CONSIGNE
Recopiez tout ce qui va de « Ce gaspillage sournois » jusqu'à « un formulaire commun. » dans l'extrait sur la bureaucratie, en substituant « gâchis » à « gaspillage ».

━━━ EXTRAIT FOURNI

Après 10 ans à affronter les rouages de la fonction publique pour régler les problèmes des Québécois, la protectrice du citoyen tire la sonnette d'alarme : l'État doit arrêter de gaspiller ses ressources dans la bureaucratie. Par où commence-t-on ?

Il faut réduire la bureaucratie et préserver toutes les ressources dans le service direct à la population, a déclaré Raymonde Saint-Germain en présentant son dernier rapport annuel.

Délais délirants, soutien à domicile inadéquat, enfants immigrés à statut précaire exclus du système scolaire... La protectrice avait pourtant l'embarras du choix : son catalogue des horreurs déborde, comme à l'habitude, d'exemples à monter en épingle. Elle a plutôt choisi de dénoncer la corrosion qui ronge l'appareil de l'État. Réduire la bureaucratie est le plus grand défi qui se pose actuellement aux services publics, et si le gouvernement n'avait qu'une recommandation à mettre en oeuvre immédiatement, ce serait celle-là, a-t-elle indiqué en conférence de presse.

Raymonde Saint-Germain ne fait pas dans l'enflure verbale, ne hausse pas le ton, ne met pas son poing sur la table. Mais ce dont elle témoigne est terrible et doit être entendu.

Ce gaspillage sournois prend de multiples formes. Par exemple : 

- L'obligation de faire remplir plusieurs formulaires médicaux différents pour une même affection (avec le temps du médecin et les frais au patient que cela suppose) parce que les divers services gouvernementaux ne sont pas fichus d'avoir un formulaire commun.

━━━━━━
━━━ LIGNES EXTRAITES

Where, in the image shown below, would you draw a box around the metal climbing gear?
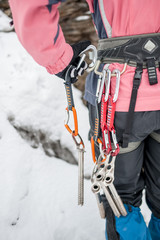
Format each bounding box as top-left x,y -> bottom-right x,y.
64,45 -> 97,205
91,66 -> 127,218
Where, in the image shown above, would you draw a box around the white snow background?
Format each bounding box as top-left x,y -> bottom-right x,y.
0,11 -> 150,240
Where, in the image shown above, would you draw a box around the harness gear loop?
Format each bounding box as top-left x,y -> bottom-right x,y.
64,107 -> 78,137
92,60 -> 127,77
77,45 -> 97,72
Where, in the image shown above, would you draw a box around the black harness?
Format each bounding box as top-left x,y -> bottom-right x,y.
98,33 -> 160,148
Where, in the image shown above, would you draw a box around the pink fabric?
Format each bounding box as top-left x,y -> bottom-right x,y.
10,0 -> 160,111
110,63 -> 160,112
99,0 -> 160,112
10,0 -> 73,74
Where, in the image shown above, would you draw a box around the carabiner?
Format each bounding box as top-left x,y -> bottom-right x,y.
104,68 -> 111,102
79,45 -> 97,72
111,128 -> 119,156
113,69 -> 121,102
64,107 -> 78,137
98,69 -> 107,103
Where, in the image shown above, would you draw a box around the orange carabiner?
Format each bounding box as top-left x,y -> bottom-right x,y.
64,107 -> 78,137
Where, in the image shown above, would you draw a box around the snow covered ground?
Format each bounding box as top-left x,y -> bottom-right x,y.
0,11 -> 150,240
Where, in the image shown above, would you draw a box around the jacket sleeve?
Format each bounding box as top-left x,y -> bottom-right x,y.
9,0 -> 73,74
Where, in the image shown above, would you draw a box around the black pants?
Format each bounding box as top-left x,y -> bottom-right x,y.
88,104 -> 160,218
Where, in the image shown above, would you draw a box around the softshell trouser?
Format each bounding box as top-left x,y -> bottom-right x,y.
88,104 -> 160,240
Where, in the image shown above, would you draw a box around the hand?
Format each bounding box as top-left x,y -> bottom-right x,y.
56,41 -> 91,82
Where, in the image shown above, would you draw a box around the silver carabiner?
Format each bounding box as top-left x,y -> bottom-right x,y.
79,45 -> 97,72
113,69 -> 121,102
104,69 -> 111,102
98,69 -> 107,103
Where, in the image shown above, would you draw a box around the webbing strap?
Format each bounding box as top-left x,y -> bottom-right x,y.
122,63 -> 143,148
106,202 -> 120,240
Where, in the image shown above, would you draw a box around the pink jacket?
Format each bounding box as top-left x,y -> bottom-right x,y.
10,0 -> 160,111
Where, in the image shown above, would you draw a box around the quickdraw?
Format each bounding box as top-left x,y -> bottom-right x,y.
64,45 -> 97,205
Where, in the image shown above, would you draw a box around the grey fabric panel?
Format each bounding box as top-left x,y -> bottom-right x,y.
114,142 -> 144,207
98,38 -> 129,51
150,132 -> 160,143
99,0 -> 112,38
144,137 -> 160,218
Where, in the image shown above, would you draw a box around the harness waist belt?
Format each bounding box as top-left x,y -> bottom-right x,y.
98,33 -> 160,69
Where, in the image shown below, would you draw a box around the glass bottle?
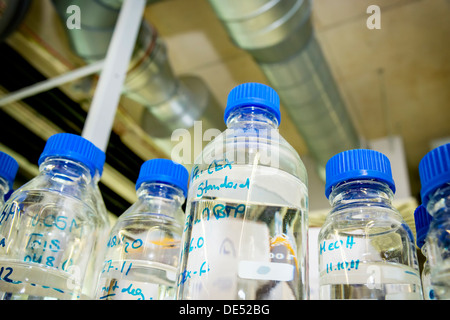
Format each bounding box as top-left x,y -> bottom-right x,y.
177,83 -> 309,300
0,133 -> 102,300
419,143 -> 450,300
414,205 -> 435,300
0,151 -> 19,208
96,159 -> 189,300
318,149 -> 422,300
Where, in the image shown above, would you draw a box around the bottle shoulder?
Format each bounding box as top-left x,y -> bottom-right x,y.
321,203 -> 410,234
8,175 -> 97,212
194,128 -> 308,185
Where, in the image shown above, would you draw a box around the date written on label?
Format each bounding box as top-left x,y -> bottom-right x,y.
326,260 -> 359,273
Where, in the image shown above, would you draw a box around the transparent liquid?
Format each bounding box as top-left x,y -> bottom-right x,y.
431,264 -> 450,300
320,262 -> 422,300
177,198 -> 308,300
0,261 -> 88,300
97,260 -> 176,300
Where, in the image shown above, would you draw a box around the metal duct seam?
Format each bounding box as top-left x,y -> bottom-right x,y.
209,0 -> 359,178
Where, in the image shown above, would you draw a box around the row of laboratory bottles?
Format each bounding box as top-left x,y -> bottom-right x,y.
0,83 -> 450,300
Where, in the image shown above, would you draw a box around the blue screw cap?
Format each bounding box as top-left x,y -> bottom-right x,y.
38,133 -> 105,176
419,143 -> 450,206
325,149 -> 395,198
136,159 -> 189,197
224,82 -> 281,123
414,205 -> 433,248
0,151 -> 19,189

━━━━━━

RÉSULTAT
Ce gâchis sournois prend de multiples formes. Par exemple : 

- L'obligation de faire remplir plusieurs formulaires médicaux différents pour une même affection (avec le temps du médecin et les frais au patient que cela suppose) parce que les divers services gouvernementaux ne sont pas fichus d'avoir un formulaire commun.